* Instructions for the task
Report every line of the material below that contains the word "mountain", copying each one in full. Case counts, so a match must have the same capital and small letters.

* Records shown
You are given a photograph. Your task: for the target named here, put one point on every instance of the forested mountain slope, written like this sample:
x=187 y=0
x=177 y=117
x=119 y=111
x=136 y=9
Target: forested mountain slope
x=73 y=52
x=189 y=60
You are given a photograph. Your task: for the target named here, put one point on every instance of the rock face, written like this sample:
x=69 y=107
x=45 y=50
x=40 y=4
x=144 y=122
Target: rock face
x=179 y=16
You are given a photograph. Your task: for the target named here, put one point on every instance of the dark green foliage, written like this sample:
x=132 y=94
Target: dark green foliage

---

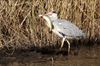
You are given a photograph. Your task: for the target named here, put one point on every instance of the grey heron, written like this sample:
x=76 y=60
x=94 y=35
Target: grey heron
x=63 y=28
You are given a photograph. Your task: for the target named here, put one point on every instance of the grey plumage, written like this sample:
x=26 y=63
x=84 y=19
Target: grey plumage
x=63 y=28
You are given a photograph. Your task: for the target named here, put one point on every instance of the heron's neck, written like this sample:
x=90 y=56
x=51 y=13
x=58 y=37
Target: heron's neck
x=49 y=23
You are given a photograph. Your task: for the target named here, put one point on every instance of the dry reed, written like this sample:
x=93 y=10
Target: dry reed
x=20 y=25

---

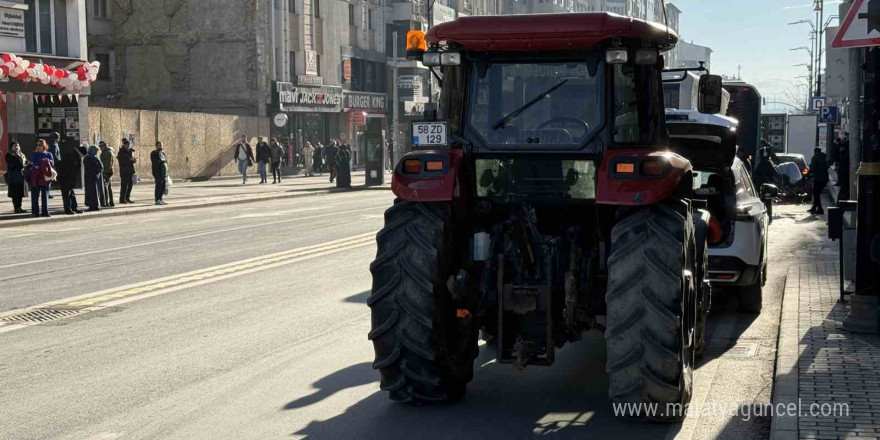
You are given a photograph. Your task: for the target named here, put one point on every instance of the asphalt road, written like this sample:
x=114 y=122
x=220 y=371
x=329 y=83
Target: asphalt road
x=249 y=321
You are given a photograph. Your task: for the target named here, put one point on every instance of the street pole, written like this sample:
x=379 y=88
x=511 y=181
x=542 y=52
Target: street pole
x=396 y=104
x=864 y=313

* Final answer
You are given a photograph. Your task: for the target named here, put one point on every instance of the forested mountain slope, written like this sample:
Target: forested mountain slope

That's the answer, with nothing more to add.